▸ **Directive**
Copy every one of the records below word for word, leaving nothing out and changing nothing.

▸ **Record extracts**
-- Start --
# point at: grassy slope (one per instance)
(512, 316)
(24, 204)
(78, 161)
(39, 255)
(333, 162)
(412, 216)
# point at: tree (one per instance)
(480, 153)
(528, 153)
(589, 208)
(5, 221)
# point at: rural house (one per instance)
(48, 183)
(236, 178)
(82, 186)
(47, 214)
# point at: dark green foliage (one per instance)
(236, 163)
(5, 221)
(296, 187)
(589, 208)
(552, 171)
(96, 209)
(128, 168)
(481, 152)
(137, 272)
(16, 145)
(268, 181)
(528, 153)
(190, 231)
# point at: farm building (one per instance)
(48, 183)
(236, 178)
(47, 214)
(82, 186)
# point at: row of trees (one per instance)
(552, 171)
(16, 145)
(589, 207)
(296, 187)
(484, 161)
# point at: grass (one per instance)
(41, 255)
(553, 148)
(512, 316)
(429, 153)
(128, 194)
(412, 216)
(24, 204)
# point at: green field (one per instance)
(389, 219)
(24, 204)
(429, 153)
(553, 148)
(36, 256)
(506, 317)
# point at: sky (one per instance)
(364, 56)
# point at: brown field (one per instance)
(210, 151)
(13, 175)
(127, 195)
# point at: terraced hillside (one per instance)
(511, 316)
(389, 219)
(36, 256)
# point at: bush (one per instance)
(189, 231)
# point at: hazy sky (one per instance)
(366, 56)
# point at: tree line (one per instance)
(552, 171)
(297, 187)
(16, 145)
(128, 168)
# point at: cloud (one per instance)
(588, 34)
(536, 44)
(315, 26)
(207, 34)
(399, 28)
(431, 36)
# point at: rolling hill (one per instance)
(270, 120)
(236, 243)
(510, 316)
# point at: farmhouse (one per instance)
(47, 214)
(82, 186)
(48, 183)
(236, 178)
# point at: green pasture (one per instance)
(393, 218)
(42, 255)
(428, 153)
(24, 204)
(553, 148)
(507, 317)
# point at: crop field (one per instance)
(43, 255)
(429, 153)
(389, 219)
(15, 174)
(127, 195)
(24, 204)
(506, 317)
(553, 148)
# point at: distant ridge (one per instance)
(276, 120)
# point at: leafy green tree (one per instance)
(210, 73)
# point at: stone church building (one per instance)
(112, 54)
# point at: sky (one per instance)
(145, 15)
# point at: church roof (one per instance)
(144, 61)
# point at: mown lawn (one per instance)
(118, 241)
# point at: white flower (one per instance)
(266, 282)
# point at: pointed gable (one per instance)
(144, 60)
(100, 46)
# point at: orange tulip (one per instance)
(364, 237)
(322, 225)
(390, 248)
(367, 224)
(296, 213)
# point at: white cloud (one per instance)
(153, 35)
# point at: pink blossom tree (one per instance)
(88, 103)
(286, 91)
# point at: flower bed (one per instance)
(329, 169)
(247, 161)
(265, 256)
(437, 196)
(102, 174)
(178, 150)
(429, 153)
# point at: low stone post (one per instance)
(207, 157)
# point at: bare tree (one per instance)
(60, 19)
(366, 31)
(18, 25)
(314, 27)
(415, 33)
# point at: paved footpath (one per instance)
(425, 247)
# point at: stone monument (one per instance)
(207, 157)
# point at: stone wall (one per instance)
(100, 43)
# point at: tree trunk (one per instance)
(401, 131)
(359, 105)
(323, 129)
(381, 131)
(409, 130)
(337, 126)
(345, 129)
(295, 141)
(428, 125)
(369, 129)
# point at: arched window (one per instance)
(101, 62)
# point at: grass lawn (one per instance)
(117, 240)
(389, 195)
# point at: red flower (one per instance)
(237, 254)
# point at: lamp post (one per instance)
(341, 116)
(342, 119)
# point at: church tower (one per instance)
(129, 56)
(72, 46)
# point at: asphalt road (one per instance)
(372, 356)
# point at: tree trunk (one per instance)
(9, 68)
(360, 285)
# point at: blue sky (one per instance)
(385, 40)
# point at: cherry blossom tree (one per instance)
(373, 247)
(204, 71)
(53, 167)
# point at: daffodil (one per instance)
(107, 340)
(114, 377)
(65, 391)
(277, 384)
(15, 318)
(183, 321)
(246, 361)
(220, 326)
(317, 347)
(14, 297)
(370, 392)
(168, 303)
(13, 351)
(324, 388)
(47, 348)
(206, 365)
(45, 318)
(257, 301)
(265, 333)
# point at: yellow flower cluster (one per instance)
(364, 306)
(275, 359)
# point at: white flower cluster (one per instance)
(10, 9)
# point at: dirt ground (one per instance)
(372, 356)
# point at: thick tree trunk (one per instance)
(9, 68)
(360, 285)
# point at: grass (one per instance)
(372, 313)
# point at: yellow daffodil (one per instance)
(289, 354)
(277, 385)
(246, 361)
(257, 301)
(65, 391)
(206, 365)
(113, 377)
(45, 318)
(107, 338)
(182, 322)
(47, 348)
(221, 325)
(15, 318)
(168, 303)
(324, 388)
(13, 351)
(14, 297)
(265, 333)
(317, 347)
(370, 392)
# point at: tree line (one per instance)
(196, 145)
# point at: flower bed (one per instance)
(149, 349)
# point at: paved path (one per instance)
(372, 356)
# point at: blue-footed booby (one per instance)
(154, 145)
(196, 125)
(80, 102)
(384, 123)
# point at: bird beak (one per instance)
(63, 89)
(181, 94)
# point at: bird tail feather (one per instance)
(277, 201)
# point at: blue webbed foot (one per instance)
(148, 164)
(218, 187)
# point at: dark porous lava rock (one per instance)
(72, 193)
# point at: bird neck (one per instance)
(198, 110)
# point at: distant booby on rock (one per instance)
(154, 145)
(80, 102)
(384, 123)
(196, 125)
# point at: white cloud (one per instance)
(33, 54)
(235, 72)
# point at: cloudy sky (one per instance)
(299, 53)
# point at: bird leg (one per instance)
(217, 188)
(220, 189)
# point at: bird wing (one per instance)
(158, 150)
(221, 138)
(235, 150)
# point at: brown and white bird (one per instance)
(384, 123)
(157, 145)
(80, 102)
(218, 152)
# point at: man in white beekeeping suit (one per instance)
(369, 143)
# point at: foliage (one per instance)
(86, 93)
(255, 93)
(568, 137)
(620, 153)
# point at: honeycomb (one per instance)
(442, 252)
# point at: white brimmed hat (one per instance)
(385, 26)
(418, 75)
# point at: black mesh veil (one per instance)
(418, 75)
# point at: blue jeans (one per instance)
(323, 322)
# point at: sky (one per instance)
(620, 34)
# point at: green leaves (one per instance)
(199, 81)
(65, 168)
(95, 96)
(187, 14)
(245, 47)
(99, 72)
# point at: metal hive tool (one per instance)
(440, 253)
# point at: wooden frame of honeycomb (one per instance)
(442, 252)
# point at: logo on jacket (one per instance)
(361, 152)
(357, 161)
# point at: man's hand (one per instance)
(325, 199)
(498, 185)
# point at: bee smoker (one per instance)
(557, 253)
-- End --
▸ **Exercise answer**
# point at: grassy slope (one per instance)
(512, 316)
(24, 204)
(78, 161)
(39, 255)
(333, 162)
(412, 216)
# point at: tree (one per instance)
(480, 153)
(528, 153)
(589, 208)
(5, 221)
# point at: rural house (one per instance)
(48, 183)
(236, 178)
(82, 186)
(47, 214)
# point at: dark green foliage (one per instance)
(236, 163)
(5, 221)
(296, 187)
(589, 208)
(552, 171)
(96, 209)
(128, 168)
(481, 152)
(137, 272)
(16, 145)
(268, 181)
(528, 153)
(190, 231)
# point at: farm building (one per instance)
(48, 183)
(236, 178)
(47, 214)
(82, 186)
# point at: row of trees (one per instance)
(552, 171)
(16, 145)
(589, 207)
(296, 187)
(484, 161)
# point at: grass (one per instance)
(41, 255)
(553, 148)
(512, 316)
(429, 153)
(128, 194)
(412, 216)
(24, 204)
# point at: green field (one per instance)
(389, 219)
(24, 204)
(429, 153)
(553, 148)
(36, 256)
(506, 317)
# point at: sky (one per instance)
(364, 56)
# point at: brown field (one per instance)
(210, 151)
(13, 175)
(127, 195)
# point at: terraced hillside (one per instance)
(511, 316)
(389, 219)
(36, 256)
# point at: bush (one per instance)
(189, 231)
# point at: hazy sky (one per instance)
(366, 56)
# point at: tree line (one per instance)
(552, 171)
(297, 187)
(16, 145)
(128, 168)
# point at: cloud (one per instance)
(588, 34)
(536, 44)
(315, 26)
(207, 34)
(399, 28)
(431, 36)
# point at: rolling hill (one per instance)
(270, 120)
(236, 243)
(510, 316)
# point at: farmhouse (one per instance)
(47, 214)
(82, 186)
(48, 183)
(236, 178)
# point at: green pasture (one per instance)
(393, 218)
(42, 255)
(428, 153)
(24, 204)
(553, 148)
(507, 317)
# point at: crop field (one per instance)
(43, 255)
(429, 153)
(389, 219)
(15, 174)
(127, 195)
(24, 204)
(506, 317)
(553, 148)
# point at: distant ridge (one per instance)
(276, 120)
# point at: leafy green tree (one per instance)
(210, 73)
# point at: stone church building (one per instance)
(112, 54)
# point at: sky (one per instance)
(145, 15)
# point at: church roof (one per instance)
(144, 61)
# point at: mown lawn (one per instance)
(118, 241)
# point at: white flower (one per instance)
(266, 282)
# point at: pointed gable (one per instance)
(144, 60)
(100, 46)
# point at: orange tulip (one per instance)
(364, 237)
(322, 225)
(390, 248)
(367, 224)
(296, 213)
# point at: white cloud (one per instance)
(153, 35)
# point at: pink blossom tree (one per instance)
(88, 103)
(286, 91)
# point at: flower bed (one per instance)
(329, 169)
(247, 161)
(265, 256)
(437, 196)
(102, 174)
(178, 150)
(429, 153)
# point at: low stone post (one per instance)
(207, 157)
# point at: bare tree (one per instance)
(60, 19)
(366, 31)
(18, 25)
(314, 27)
(415, 33)
# point at: paved footpath (one per instance)
(425, 247)
# point at: stone monument (one per instance)
(207, 157)
# point at: stone wall (one per instance)
(100, 43)
# point at: tree trunk (one per instance)
(401, 131)
(359, 105)
(323, 129)
(381, 131)
(409, 130)
(337, 126)
(345, 129)
(295, 141)
(428, 125)
(369, 129)
# point at: arched window (one per instance)
(101, 62)
# point at: grass lawn (one per instance)
(117, 240)
(389, 195)
# point at: red flower (one per instance)
(237, 254)
# point at: lamp post (one per instance)
(341, 116)
(342, 119)
# point at: church tower (one per instance)
(129, 56)
(72, 46)
# point at: asphalt road (one per instance)
(372, 356)
# point at: tree trunk (one per instance)
(9, 68)
(360, 285)
# point at: blue sky (one per instance)
(385, 40)
# point at: cherry blossom tree (one per instance)
(373, 247)
(204, 71)
(53, 167)
# point at: daffodil (one per instance)
(107, 340)
(114, 377)
(65, 391)
(277, 384)
(15, 318)
(183, 321)
(246, 361)
(220, 326)
(317, 347)
(14, 297)
(370, 392)
(168, 303)
(13, 351)
(324, 388)
(47, 348)
(206, 365)
(45, 318)
(257, 301)
(265, 333)
# point at: yellow flower cluster (one per instance)
(364, 306)
(275, 359)
# point at: white flower cluster (one per instance)
(10, 9)
# point at: dirt ground (one per instance)
(372, 356)
# point at: thick tree trunk (one per instance)
(9, 68)
(360, 285)
# point at: grass (one per instance)
(372, 313)
# point at: yellow daffodil (one per instance)
(289, 354)
(277, 385)
(246, 361)
(257, 301)
(65, 391)
(206, 365)
(113, 377)
(45, 318)
(107, 338)
(182, 322)
(47, 348)
(221, 325)
(15, 318)
(168, 303)
(324, 388)
(13, 351)
(14, 297)
(265, 333)
(317, 347)
(370, 392)
# point at: tree line (one per instance)
(196, 145)
# point at: flower bed (one per instance)
(149, 349)
# point at: paved path (one per instance)
(372, 356)
# point at: blue-footed booby (one per instance)
(154, 145)
(196, 125)
(80, 102)
(384, 123)
# point at: bird beak (one per instance)
(63, 89)
(181, 94)
# point at: bird tail feather (one per instance)
(277, 201)
# point at: blue webbed foot (one per instance)
(148, 164)
(218, 187)
# point at: dark porous lava rock (one per instance)
(72, 193)
# point at: bird neck (one per instance)
(198, 110)
# point at: distant booby on rock (one per instance)
(154, 145)
(80, 102)
(384, 123)
(196, 125)
# point at: white cloud (one per instance)
(33, 54)
(235, 72)
# point at: cloudy sky (one per instance)
(299, 53)
# point at: bird leg (one per instance)
(217, 188)
(220, 189)
# point at: bird wing (one per instance)
(158, 150)
(221, 138)
(235, 150)
# point at: brown and white bird (one per instance)
(384, 123)
(157, 145)
(80, 102)
(218, 152)
# point at: man in white beekeeping suit (one per instance)
(369, 143)
# point at: foliage (one per instance)
(86, 93)
(255, 93)
(568, 137)
(620, 153)
# point at: honeycomb (one per instance)
(442, 252)
# point at: white brimmed hat (one per instance)
(385, 26)
(418, 75)
# point at: black mesh veil (one per instance)
(418, 75)
# point at: blue jeans (one per instance)
(323, 322)
# point at: sky (one per instance)
(620, 34)
# point at: green leaves (one per instance)
(199, 81)
(65, 168)
(95, 96)
(187, 14)
(245, 47)
(99, 72)
# point at: metal hive tool (one per instance)
(440, 253)
# point at: wooden frame of honeycomb (one per instance)
(442, 252)
# point at: logo on jacket (one per instance)
(361, 152)
(357, 161)
# point at: man's hand (one per instance)
(325, 199)
(498, 185)
# point at: bee smoker (one per instance)
(557, 253)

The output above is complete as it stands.